__DOCUMENT SEGMENT__:
= = = = =
Resolves (ObjectId(s), attr_name) => (Value|ObjectId)s.

In case attr points to Lists or Maps, the result is a DataSlice that
contains "pointers" to the beginning of lists/dicts.

For simple values ((entity, attr) => values), just returns
DataSlice(primitive values)

Args:
  x: DataSlice to get attribute from.
  attr_name: name of the attribute to access.
  default: default value to use when `x` does not have such attribute. In case
    default is specified, this will not warn/raise if the attribute does not
    exist in the schema, so one can use `default=None` to suppress the missing
    attribute warning/error. When `default=None` and the attribute is missing
    on all entities, this will return an empty slices with NONE schema.

Returns:
  DataSlice

kd.core.get_attr_names(x)

Aliases:

Returns a DataSlice with sorted attribute names for each item in `x`.

The result has a new dimension with the attribute names.

In case of OBJECT schema, attribute names are fetched from the `__schema__`
attribute. In case of Entity schema, the attribute names are fetched from the
schema. In case of primitives, an empty slice is returned.
= = = = =
Data items:
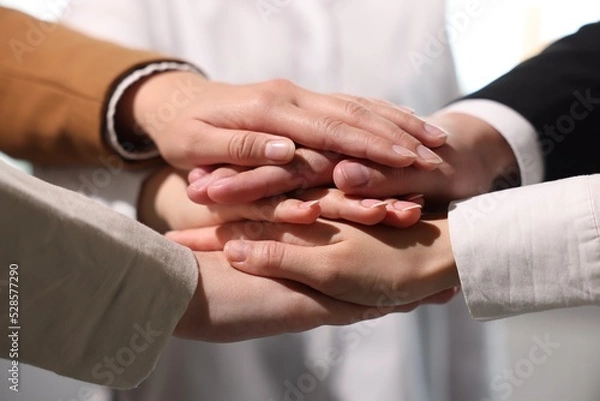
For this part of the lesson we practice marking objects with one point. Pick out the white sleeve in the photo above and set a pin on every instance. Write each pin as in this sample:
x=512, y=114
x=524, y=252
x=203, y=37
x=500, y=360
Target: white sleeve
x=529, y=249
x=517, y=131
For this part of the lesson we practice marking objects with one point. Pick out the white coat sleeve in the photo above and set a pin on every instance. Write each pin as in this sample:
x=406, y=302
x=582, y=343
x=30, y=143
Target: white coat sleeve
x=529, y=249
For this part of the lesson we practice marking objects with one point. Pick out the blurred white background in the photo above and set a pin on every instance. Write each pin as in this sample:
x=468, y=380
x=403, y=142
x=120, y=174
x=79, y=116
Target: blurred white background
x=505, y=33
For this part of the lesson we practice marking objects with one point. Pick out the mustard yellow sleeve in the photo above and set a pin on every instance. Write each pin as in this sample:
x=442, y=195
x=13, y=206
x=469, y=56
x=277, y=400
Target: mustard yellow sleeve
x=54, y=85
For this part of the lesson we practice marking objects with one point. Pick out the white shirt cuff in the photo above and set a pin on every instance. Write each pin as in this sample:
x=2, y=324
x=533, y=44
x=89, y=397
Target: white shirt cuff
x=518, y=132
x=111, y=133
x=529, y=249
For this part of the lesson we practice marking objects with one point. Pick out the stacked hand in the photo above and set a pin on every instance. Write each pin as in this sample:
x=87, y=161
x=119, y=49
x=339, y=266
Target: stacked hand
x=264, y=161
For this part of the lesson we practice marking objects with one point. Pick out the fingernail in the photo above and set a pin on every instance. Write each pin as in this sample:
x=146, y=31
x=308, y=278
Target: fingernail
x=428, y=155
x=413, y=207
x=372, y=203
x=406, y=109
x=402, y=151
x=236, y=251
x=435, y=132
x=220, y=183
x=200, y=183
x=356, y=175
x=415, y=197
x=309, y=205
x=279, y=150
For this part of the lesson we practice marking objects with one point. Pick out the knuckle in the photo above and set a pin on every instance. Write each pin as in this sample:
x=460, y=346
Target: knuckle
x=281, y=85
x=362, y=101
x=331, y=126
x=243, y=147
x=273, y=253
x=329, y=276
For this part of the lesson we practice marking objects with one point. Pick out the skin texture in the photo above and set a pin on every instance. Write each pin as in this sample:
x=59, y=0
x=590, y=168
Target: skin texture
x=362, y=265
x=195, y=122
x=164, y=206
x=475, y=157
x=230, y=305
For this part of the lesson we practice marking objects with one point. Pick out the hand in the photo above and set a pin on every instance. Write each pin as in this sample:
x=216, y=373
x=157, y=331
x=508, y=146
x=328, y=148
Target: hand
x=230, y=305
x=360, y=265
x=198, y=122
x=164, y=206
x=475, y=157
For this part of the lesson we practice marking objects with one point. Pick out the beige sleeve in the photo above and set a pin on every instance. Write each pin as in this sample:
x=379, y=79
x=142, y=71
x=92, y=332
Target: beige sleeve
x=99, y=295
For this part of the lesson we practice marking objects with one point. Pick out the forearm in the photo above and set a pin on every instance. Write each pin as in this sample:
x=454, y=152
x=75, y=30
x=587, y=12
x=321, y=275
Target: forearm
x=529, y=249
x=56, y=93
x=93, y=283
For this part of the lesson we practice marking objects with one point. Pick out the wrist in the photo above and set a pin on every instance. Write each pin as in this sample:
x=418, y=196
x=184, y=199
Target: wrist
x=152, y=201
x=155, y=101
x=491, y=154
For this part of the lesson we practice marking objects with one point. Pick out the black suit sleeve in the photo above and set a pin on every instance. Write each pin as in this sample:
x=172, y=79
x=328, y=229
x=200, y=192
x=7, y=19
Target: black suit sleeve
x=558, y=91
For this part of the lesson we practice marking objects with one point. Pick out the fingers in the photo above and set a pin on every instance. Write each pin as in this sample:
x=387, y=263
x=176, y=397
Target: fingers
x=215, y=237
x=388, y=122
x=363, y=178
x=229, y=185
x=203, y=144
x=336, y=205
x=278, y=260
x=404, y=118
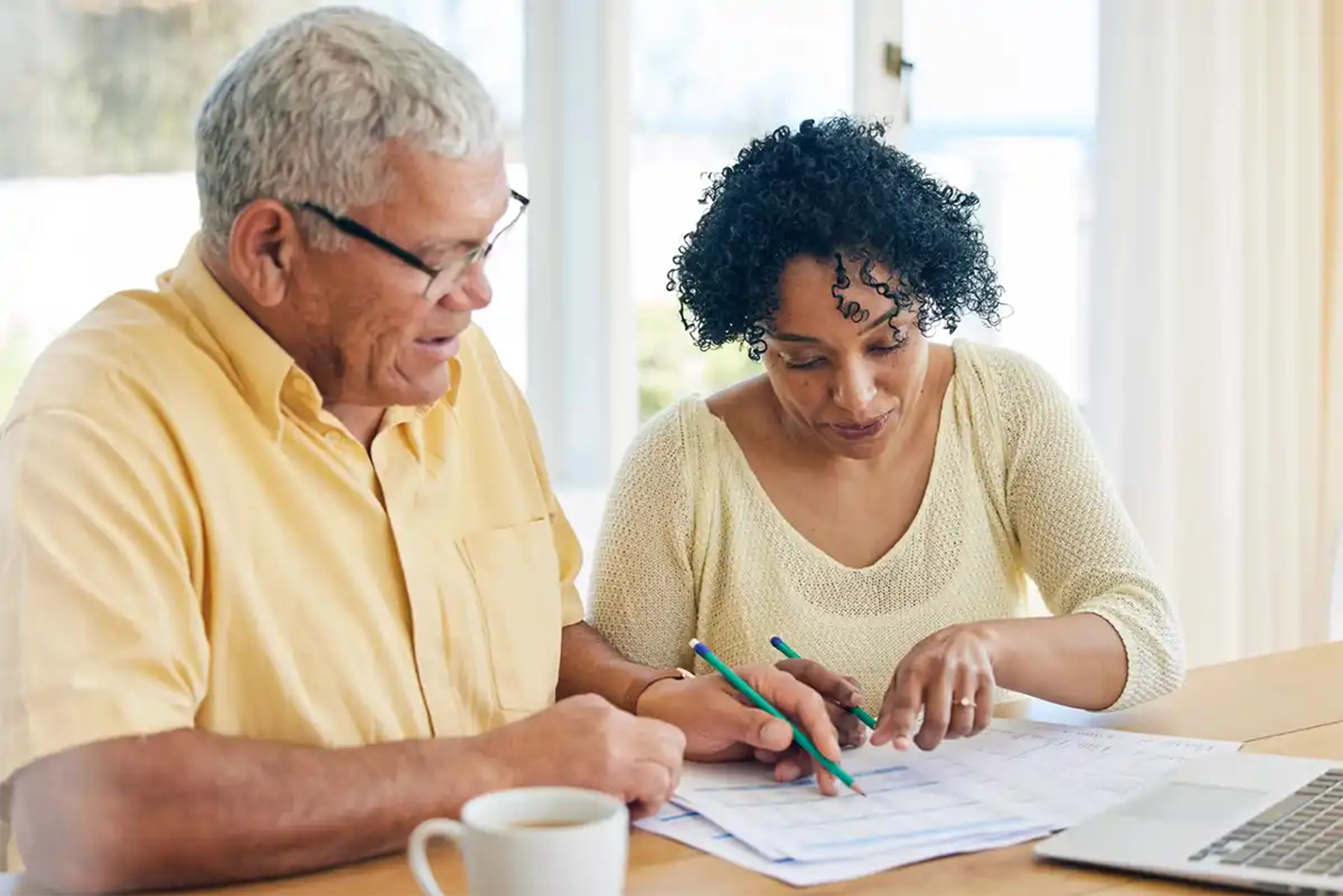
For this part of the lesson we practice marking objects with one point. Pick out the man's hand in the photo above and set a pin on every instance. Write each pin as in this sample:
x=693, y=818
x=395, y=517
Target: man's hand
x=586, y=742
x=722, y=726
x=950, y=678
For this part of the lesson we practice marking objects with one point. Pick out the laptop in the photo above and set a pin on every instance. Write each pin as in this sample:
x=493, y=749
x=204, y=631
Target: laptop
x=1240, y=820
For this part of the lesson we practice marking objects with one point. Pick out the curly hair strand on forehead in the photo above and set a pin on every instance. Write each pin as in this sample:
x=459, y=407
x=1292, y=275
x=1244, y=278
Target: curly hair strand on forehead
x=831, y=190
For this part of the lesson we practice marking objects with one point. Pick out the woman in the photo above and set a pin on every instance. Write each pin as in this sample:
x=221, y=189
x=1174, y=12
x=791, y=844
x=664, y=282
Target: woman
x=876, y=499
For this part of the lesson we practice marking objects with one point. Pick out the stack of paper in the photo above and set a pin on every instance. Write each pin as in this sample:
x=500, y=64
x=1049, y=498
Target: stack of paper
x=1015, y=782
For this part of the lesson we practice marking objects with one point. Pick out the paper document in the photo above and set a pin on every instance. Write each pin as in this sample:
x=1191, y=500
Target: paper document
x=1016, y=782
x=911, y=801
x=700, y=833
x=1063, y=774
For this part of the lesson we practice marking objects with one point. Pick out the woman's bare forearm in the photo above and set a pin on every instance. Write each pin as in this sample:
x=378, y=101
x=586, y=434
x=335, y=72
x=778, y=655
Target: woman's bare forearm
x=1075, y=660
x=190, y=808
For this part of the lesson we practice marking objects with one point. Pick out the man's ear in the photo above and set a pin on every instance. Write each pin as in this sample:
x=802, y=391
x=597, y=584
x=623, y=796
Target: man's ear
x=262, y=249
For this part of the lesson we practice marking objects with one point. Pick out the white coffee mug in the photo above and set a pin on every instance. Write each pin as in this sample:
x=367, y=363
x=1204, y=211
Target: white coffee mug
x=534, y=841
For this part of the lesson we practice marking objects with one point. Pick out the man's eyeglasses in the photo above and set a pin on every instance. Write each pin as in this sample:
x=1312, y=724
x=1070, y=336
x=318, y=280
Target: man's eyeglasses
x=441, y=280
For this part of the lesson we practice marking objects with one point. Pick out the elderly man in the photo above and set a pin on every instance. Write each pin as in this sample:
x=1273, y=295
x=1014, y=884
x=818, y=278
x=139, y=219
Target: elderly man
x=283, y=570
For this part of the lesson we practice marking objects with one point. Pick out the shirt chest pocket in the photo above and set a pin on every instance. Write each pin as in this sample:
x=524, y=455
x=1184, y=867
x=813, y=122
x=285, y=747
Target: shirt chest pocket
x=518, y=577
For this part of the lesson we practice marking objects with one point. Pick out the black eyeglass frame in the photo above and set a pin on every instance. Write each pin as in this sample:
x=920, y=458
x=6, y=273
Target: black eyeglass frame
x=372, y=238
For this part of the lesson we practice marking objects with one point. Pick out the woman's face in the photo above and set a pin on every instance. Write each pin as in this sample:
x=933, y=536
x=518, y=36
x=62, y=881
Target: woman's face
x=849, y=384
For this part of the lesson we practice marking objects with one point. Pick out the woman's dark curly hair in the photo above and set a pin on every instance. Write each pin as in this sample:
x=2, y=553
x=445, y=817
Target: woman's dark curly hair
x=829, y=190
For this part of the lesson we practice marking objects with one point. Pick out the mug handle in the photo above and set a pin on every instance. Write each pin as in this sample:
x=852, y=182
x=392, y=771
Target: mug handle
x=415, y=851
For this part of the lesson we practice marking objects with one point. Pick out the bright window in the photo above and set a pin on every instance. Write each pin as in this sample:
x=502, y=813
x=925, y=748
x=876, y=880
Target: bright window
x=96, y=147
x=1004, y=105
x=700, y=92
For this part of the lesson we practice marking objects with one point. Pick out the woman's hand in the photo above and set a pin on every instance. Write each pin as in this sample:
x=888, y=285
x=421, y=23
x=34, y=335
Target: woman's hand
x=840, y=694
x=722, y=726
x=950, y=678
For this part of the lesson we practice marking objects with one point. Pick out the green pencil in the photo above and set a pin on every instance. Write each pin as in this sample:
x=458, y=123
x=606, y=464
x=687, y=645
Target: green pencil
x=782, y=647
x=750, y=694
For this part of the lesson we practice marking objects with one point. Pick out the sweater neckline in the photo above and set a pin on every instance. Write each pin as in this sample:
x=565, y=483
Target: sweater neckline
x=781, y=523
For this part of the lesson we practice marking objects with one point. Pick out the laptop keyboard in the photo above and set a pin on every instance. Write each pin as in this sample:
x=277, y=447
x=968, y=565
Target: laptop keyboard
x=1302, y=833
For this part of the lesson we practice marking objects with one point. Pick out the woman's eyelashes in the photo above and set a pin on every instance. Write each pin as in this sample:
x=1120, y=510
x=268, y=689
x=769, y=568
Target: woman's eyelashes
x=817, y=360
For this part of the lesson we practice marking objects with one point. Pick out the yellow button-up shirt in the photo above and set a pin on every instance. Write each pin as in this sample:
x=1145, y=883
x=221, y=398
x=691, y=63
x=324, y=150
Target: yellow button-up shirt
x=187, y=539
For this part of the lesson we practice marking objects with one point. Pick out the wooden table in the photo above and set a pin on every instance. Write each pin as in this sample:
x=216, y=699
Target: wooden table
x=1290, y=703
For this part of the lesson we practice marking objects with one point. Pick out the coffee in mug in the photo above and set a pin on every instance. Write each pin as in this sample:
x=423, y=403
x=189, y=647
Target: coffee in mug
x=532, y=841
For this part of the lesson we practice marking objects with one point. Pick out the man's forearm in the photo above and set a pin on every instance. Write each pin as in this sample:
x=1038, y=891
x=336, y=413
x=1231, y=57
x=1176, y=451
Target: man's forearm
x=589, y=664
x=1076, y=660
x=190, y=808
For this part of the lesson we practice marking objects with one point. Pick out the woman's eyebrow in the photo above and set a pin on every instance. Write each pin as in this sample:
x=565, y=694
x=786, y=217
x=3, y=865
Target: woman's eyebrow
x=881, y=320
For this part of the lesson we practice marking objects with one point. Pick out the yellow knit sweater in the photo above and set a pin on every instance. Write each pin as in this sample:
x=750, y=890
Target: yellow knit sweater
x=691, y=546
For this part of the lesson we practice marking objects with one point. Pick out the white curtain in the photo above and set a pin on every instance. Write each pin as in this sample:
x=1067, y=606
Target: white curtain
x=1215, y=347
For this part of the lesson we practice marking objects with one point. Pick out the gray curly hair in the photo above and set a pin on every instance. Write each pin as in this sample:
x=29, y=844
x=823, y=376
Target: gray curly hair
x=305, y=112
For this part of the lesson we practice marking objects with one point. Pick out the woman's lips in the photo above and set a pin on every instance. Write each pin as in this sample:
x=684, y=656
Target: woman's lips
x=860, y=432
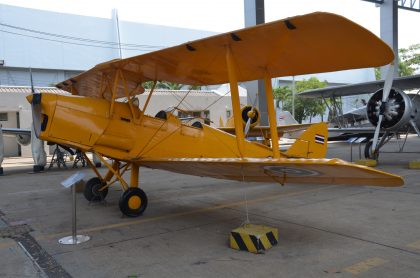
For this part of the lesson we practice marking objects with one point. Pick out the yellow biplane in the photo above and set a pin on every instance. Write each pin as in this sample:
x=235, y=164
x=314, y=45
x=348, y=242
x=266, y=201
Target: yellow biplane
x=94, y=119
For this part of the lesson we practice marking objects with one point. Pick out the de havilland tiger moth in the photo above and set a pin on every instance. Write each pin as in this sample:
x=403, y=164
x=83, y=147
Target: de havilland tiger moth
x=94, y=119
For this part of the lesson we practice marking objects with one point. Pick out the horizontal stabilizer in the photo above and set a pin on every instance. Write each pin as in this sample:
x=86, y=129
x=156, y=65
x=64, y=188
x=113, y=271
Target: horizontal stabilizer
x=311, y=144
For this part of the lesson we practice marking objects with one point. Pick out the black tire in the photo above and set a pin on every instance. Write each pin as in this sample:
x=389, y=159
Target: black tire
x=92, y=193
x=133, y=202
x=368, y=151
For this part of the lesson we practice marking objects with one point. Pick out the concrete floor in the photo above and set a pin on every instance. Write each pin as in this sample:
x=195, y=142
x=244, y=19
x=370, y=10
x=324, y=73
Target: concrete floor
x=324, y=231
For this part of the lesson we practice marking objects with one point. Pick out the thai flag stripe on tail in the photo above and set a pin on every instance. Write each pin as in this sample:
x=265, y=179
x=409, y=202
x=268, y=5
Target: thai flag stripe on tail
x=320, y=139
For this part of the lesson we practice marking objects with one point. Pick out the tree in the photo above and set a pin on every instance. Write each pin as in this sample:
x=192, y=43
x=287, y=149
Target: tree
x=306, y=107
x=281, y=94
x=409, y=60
= = = = =
__DIRECTIVE A__: Reproduce the part of the DataSlice attribute reference starting with "Resolves (ObjectId(s), attr_name)" and going on through "beginning of lists/dicts.".
__DIRECTIVE B__: Rewrite as a Markdown table the lines of the entries starting with the line with "the yellow button-up" and going on through the line with "x=187, y=539", using the columns Row and Line and omitting any blank lines.
The DataSlice attribute reference and the entries come from separate sources.

__COMPLETE RESPONSE A__:
Resolves (ObjectId(s), attr_name) => (Value|ObjectId)s.

In case attr points to Lists or Maps, the result is a DataSlice that
contains "pointers" to the beginning of lists/dicts.

__COMPLETE RESPONSE B__:
| Row | Line |
|---|---|
| 1 | For this part of the lesson we practice marking objects with one point. Pick out the yellow button-up shirt in the photo above and set a pin on every instance. Write each pin as in this sample: |
| 2 | x=1145, y=883 |
| 3 | x=221, y=398 |
| 4 | x=691, y=63 |
| 5 | x=324, y=150 |
| 6 | Target: yellow button-up shirt |
| 7 | x=187, y=539 |